Document passage
Microsoft Research Podcast - Abstracts: October 23, 2023
Episode Date: October 23, 2023Members of the research community at Microsoft work continuously to advance their respective fields. Abstracts brings its audience to the cutting edge with them through short, compelling conversatio...ns about new and noteworthy achievements.In this episode, Andy Gordon, a Partner Research Manager, and Carina Negreanu, a Senior Researcher, both at Microsoft Research, join host Dr. Gretchen Huizinga to discuss “Co-audit: Tools to help humans double-check AI-generated content.” This paper brings together current understanding of generative AI performance to explore the need and context for tools to help people using the technology find and fix mistakes in AI output.View the paper
Transcript
Discussion (0)
Welcome to Abstracts,
a Microsoft Research podcast that puts
the spotlight on world-class research in brief.
I'm Dr. Gretchen Huizenga.
In this series,
members of the research community at Microsoft give us
a quick snapshot or a podcast abstract
of their new and noteworthy papers.
Today, I'm talking to Dr. Andy Gordon, a partner research manager,
and Dr. Karina Negranu, a senior researcher, both at Microsoft Research.
Doctors Gordon and Negranu are co-editors of a paper called
Co-Audit, Tools to Help Humans Double-Check AI-Generated Content.
And you can read a preprint of this paper now on Archive.
Andy Gordon, Karina Negrano, thanks for joining us on Abstracts.
Great to be here.
Likewise.
Let's start with you, Andy. In a few sentences, describe the issue or problem your paper addresses
and why people should care about it.

Data block
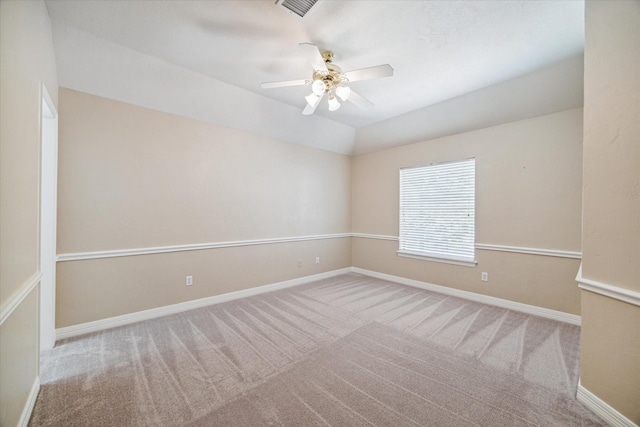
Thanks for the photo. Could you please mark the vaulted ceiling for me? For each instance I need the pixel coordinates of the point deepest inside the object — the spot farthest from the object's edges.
(459, 65)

How to complete this task
Continue the podcast transcript above on tools for double-checking AI-generated content, starting right after the host's last question.

Output for this task
Well, generative AI is amazing. Things like Bing Chat or ChatGBT, all these things powered by large language models.
Totally amazing.
But it's really important for everyone to remember
that these AIs can make mistakes.
For example, you ask when your favorite actor got married
and the model says the year, but gets it wrong.
Or you ask for some Python code
and it works on positive numbers,
but occasionally you give it negative numbers
and it goes wrong. Another example example you get a summary of some text it's great but unfortunately
misses one of the important points or thinking about images you ask for a portrait of a character
from the AI and there's some glitch and it produces a hand with six fingers. So as users, we need to get into the habit of carefully checking AI outputs for mistakes.
And we refer to that as audit in the sense of a systematic review.
Coming to the paper, it's about what we call co-audit.
And that's our term for any tool support that helps the human audit the AI output.
And some examples of co-audit are tools that can help check for hallucinations, like when the actor's date of birth is wrong, or to check Python code to find some errors, or show how a summary has been constructed to help people find errors.
Karina, let's talk to you. What related research does this paper build on
and how does your work add to it? So there was no direct work on the co-added brand before us.
We're just introducing it. But there has been a lot of research that either motivates the need
for co-added or provides relevant framing for it, or even like early examples of what we started
thinking of co-ad coded. So as you're
probably aware there has been a really great effort in the last years to assess the quality
of generations by large language models across a multitude really of tasks and currently we use
this body of work as motivation for our research basically shows there really is a need for this
kind of work and we hope that in future, we can also use it to benchmark
co-audit tools that we are going to produce in our wider community.
But the idea of dealing with errors has been a key part of research
on human-AI interaction for ages.
And there have been some really cool guidelines that came out recently,
especially from Amershi in 2019 on human-AI interactions
that are concerned with this part of the world.
And more recently, Glassman had a really cool paper
about conversational frameworks for human-AI communication
and basically links these concepts to psychology.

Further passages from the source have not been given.